* _Study questions_:
A. In the text about Sanjeev Kohli, what subject did he switch to at Glasgow University?
B. Retype the part of the text about Sanjeev Kohli starting at "Sanjeev had long" and ending at "hip-hop and dance.".

* _Text block_:
Which wasn’t in synch with schoolmates’. School became something of a solitary existence. “There were guys I sort of chimed with, but I don’t think they liked me too much. They were into Dungeons and Dragons and I wasn’t so they would sort of disappear at lunch time.”

Young Kohli loved football. But his school didn’t. “Yes, it was a rugby school,” he says, the disdain in his voice loud and clear.

“There was no school football team until Fifth Year. It’s part of stupid middle-class Glasgow. The school didn’t want us playing a working class game.”

Sanjeev had long been a comedy fan, having discovered the likes of Monty Python via Fawlty Towers, but he didn’t have a comedy soul mate at school. “Thankfully, my brothers shared my comedy passion as well.”

Sanjeev’s life changed when he took his clutch of Highers to Glasgow University, switching from Medicine to Mathematics. (Later gaining a First.)

“For the first time I felt that people were listening to what I had to say.”

Including females. At 19, he met his first girlfriend and was now listening to soul and hip-hop and dance.

And friends saw him as funny, which resulted in a phone call from former Glasgow University student Uzma Mir. Mir was now producing a new multicultural show for Radio Scotland.

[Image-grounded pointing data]
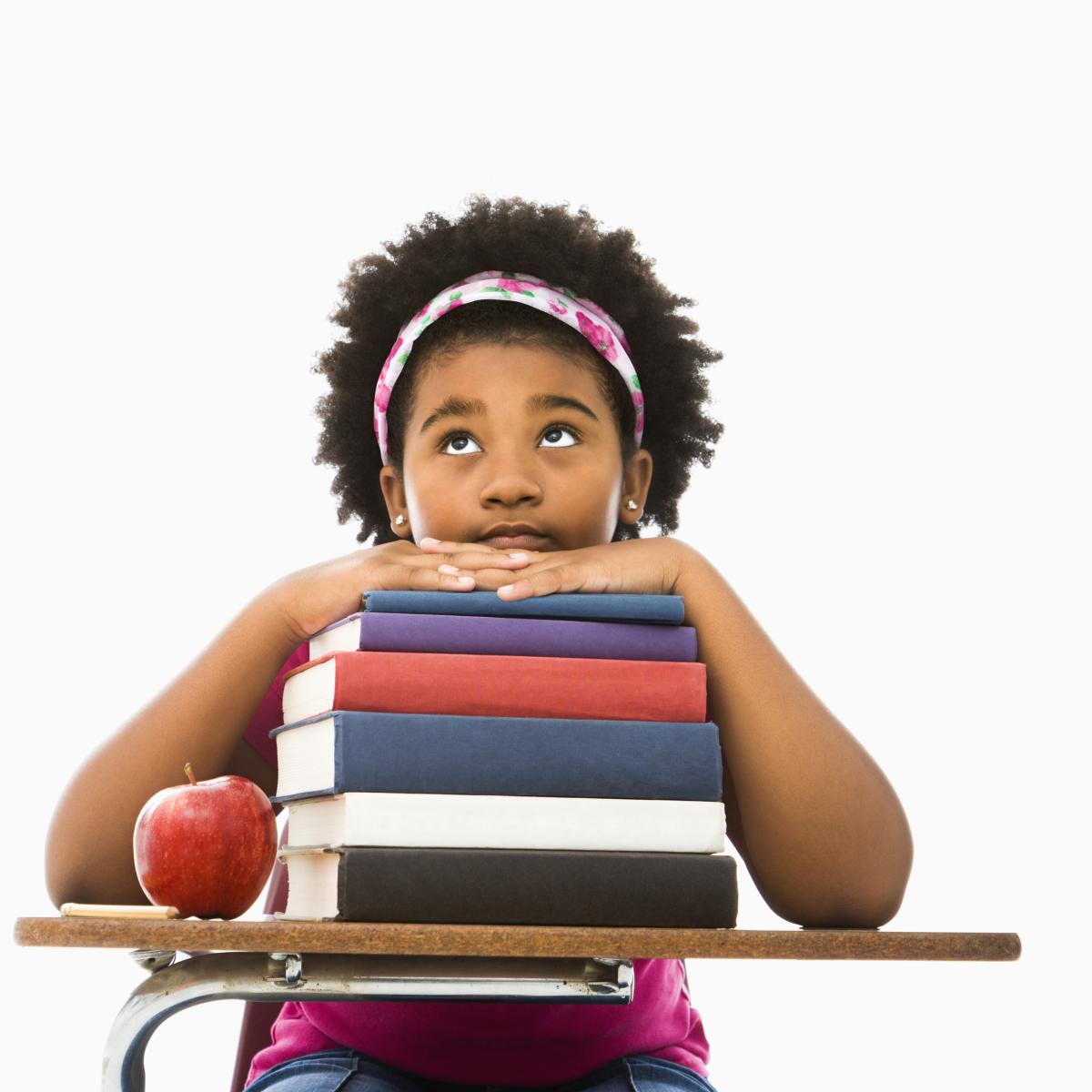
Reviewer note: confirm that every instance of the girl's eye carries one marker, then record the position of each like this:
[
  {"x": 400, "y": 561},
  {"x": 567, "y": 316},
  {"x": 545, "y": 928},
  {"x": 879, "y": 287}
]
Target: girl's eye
[
  {"x": 557, "y": 430},
  {"x": 460, "y": 440}
]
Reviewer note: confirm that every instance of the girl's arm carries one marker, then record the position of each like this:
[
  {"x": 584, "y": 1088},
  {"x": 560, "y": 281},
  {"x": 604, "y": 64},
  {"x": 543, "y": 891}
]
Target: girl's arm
[
  {"x": 819, "y": 827},
  {"x": 202, "y": 715}
]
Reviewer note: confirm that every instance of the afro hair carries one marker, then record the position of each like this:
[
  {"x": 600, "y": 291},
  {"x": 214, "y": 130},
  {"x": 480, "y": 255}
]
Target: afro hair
[{"x": 547, "y": 241}]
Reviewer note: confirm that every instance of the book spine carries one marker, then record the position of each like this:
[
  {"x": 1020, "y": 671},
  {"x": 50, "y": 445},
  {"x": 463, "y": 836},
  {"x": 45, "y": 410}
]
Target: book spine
[
  {"x": 500, "y": 887},
  {"x": 495, "y": 756},
  {"x": 512, "y": 686},
  {"x": 525, "y": 637},
  {"x": 660, "y": 610},
  {"x": 508, "y": 823}
]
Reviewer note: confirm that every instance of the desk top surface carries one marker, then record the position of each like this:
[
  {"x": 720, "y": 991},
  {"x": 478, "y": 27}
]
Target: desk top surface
[{"x": 520, "y": 940}]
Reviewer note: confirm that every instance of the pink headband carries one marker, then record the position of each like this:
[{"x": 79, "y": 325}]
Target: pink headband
[{"x": 605, "y": 336}]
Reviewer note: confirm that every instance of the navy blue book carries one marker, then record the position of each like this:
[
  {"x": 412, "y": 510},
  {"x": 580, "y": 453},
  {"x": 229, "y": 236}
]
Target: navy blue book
[
  {"x": 497, "y": 756},
  {"x": 606, "y": 606}
]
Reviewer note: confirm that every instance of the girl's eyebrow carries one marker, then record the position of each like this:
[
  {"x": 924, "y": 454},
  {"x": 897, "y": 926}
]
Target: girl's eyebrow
[{"x": 456, "y": 407}]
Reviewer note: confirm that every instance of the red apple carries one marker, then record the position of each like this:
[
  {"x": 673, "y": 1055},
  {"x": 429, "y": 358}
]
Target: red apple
[{"x": 207, "y": 846}]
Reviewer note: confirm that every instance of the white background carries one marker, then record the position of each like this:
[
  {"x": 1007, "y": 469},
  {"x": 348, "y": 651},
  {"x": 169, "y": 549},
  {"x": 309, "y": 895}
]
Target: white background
[{"x": 883, "y": 213}]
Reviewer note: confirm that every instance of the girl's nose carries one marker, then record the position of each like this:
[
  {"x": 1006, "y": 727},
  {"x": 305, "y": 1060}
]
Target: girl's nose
[
  {"x": 511, "y": 481},
  {"x": 511, "y": 490}
]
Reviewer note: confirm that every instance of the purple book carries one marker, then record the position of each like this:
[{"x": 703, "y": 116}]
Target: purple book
[{"x": 506, "y": 637}]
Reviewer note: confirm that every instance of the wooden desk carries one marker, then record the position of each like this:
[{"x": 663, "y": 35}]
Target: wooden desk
[{"x": 278, "y": 961}]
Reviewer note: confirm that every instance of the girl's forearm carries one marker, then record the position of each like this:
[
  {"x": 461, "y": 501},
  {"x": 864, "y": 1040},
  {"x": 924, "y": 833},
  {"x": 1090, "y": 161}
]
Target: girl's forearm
[
  {"x": 200, "y": 718},
  {"x": 818, "y": 824}
]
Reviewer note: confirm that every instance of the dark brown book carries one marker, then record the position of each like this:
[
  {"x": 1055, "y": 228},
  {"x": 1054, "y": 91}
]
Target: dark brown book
[{"x": 512, "y": 887}]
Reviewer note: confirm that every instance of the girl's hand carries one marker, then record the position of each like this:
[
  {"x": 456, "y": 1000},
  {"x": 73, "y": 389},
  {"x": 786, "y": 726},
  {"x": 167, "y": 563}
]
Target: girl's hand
[
  {"x": 649, "y": 566},
  {"x": 317, "y": 596}
]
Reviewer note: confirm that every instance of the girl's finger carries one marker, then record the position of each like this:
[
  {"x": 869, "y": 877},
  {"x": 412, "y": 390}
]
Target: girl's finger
[
  {"x": 474, "y": 555},
  {"x": 561, "y": 578}
]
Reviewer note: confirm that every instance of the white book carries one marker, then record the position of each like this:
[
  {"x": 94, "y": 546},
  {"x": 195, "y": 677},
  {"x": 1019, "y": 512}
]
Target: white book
[{"x": 507, "y": 823}]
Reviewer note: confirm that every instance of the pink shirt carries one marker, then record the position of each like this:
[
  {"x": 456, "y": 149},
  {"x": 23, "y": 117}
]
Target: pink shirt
[{"x": 480, "y": 1042}]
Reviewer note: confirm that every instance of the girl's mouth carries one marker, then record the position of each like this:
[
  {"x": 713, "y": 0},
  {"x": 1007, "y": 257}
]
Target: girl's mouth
[{"x": 518, "y": 541}]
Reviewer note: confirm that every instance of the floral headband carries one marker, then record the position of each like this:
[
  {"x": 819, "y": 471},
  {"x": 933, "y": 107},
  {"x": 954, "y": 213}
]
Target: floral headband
[{"x": 587, "y": 318}]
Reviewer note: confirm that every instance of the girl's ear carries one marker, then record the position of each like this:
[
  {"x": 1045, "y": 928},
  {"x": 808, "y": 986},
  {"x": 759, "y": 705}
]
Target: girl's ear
[
  {"x": 396, "y": 497},
  {"x": 634, "y": 486}
]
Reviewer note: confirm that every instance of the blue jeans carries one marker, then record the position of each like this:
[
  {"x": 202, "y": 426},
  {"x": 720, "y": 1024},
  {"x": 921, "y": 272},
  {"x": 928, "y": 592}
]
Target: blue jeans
[{"x": 349, "y": 1071}]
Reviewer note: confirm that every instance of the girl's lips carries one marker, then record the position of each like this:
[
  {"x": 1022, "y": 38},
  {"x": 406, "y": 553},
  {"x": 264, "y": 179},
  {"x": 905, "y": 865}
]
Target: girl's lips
[{"x": 518, "y": 541}]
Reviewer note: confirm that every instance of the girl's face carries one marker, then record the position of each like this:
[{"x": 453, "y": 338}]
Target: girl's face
[{"x": 513, "y": 435}]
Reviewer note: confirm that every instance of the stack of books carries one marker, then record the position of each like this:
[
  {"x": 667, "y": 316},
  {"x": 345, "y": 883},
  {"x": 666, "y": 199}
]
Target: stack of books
[{"x": 453, "y": 757}]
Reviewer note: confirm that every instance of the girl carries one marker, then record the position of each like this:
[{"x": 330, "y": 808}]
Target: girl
[{"x": 506, "y": 448}]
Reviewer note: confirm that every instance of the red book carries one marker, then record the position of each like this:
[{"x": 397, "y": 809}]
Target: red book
[{"x": 497, "y": 686}]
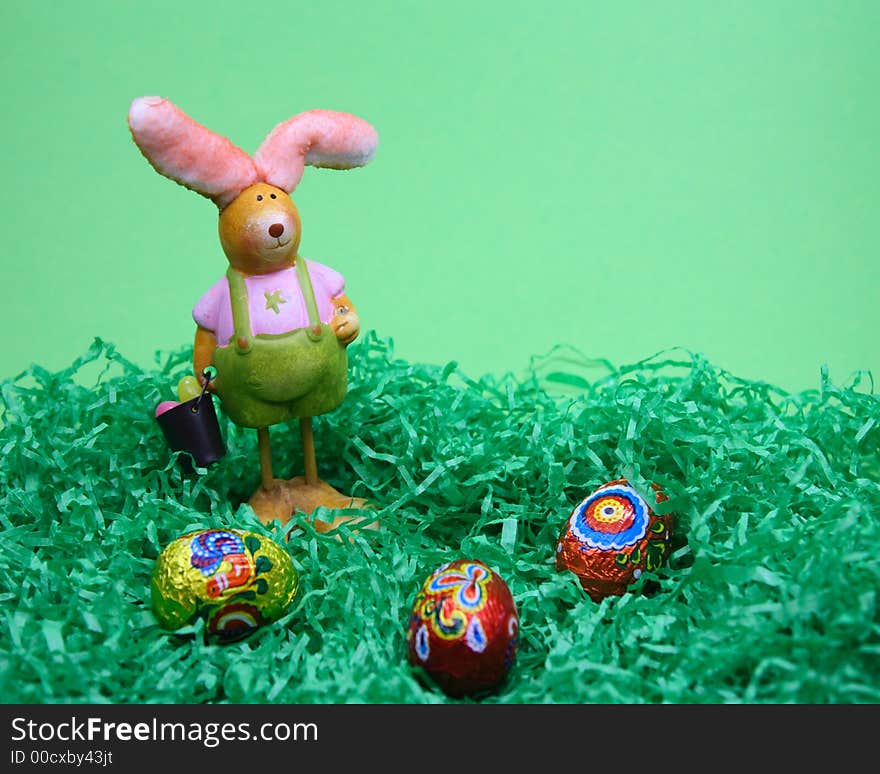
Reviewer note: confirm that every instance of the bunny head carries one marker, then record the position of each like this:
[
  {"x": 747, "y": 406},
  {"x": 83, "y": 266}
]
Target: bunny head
[{"x": 260, "y": 227}]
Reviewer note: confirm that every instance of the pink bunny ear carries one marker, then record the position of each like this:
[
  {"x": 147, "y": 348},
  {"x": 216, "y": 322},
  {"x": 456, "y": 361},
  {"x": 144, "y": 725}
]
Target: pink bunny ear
[
  {"x": 319, "y": 138},
  {"x": 188, "y": 153}
]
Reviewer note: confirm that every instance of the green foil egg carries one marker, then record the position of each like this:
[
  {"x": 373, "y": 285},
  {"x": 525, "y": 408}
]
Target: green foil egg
[{"x": 236, "y": 580}]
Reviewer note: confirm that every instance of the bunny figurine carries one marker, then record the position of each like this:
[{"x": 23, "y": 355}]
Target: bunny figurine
[{"x": 275, "y": 328}]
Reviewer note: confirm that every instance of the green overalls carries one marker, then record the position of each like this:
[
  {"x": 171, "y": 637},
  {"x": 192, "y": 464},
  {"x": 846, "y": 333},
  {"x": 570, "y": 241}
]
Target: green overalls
[{"x": 268, "y": 378}]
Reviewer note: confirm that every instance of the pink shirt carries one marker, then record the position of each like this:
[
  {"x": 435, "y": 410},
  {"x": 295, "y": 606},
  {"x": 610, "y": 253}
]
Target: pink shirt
[{"x": 275, "y": 302}]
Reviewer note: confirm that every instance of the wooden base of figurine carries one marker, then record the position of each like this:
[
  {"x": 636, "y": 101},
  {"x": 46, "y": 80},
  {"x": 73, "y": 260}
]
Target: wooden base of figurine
[{"x": 285, "y": 497}]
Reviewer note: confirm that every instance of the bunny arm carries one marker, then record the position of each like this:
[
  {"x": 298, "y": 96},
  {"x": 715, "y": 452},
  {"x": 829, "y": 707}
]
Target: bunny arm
[
  {"x": 203, "y": 351},
  {"x": 346, "y": 322}
]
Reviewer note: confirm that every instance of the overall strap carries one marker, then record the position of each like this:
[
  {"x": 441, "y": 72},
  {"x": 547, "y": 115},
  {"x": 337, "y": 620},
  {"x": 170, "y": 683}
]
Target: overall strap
[
  {"x": 241, "y": 316},
  {"x": 305, "y": 285}
]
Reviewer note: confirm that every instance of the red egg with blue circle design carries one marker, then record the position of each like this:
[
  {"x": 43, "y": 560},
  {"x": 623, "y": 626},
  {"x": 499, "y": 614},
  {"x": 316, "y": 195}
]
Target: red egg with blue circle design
[
  {"x": 612, "y": 536},
  {"x": 464, "y": 628}
]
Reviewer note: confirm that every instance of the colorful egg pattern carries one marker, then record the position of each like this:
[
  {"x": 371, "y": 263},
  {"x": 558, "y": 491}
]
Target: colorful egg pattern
[
  {"x": 612, "y": 537},
  {"x": 464, "y": 628},
  {"x": 236, "y": 580}
]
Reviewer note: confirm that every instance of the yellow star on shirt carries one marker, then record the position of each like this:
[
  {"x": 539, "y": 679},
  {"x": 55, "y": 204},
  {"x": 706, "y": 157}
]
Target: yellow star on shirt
[{"x": 273, "y": 299}]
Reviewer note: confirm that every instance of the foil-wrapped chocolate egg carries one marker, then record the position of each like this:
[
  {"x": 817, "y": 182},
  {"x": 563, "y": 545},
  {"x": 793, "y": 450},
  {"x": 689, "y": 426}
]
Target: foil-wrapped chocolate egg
[
  {"x": 464, "y": 628},
  {"x": 236, "y": 580},
  {"x": 613, "y": 536}
]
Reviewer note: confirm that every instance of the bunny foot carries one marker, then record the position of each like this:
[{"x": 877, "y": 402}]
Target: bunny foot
[{"x": 287, "y": 497}]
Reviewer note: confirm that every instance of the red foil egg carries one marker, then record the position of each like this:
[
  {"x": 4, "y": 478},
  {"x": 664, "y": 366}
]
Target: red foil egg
[
  {"x": 612, "y": 537},
  {"x": 464, "y": 628}
]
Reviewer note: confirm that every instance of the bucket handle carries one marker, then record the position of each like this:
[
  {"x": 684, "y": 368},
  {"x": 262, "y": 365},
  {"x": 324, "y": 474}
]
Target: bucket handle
[{"x": 209, "y": 374}]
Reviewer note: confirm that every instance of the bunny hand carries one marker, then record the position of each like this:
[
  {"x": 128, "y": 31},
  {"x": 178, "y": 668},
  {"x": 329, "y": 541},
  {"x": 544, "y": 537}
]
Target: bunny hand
[{"x": 345, "y": 323}]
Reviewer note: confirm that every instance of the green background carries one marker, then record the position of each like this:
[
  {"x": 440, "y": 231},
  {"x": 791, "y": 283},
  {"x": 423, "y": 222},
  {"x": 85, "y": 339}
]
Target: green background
[{"x": 622, "y": 178}]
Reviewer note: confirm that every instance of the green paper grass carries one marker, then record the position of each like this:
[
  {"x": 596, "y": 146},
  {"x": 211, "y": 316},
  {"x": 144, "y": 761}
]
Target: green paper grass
[{"x": 769, "y": 596}]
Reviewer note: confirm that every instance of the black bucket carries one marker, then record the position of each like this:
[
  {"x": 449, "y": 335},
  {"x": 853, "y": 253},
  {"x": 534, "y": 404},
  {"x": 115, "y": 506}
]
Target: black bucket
[{"x": 192, "y": 427}]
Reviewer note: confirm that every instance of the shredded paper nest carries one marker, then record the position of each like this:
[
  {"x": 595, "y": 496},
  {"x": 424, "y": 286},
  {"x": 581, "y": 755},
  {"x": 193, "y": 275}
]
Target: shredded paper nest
[{"x": 769, "y": 595}]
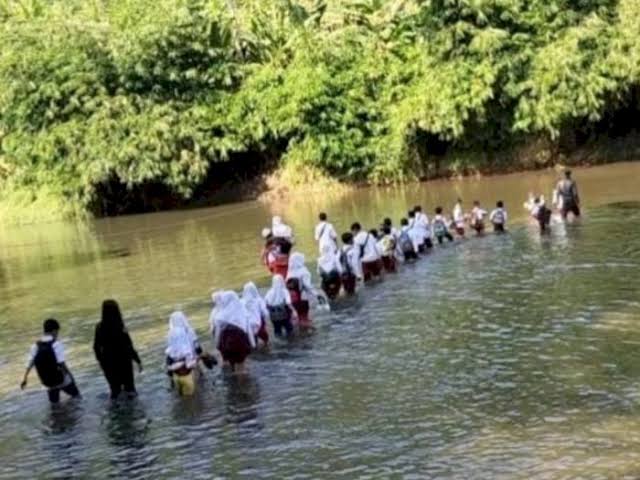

* _Responses to the tasks_:
A. He switched from Medicine to Mathematics.

B.
Sanjeev had long been a comedy fan, having discovered the likes of Monty Python via Fawlty Towers, but he didn’t have a comedy soul mate at school. “Thankfully, my brothers shared my comedy passion as well.”

Sanjeev’s life changed when he took his clutch of Highers to Glasgow University, switching from Medicine to Mathematics. (Later gaining a First.)

“For the first time I felt that people were listening to what I had to say.”

Including females. At 19, he met his first girlfriend and was now listening to soul and hip-hop and dance.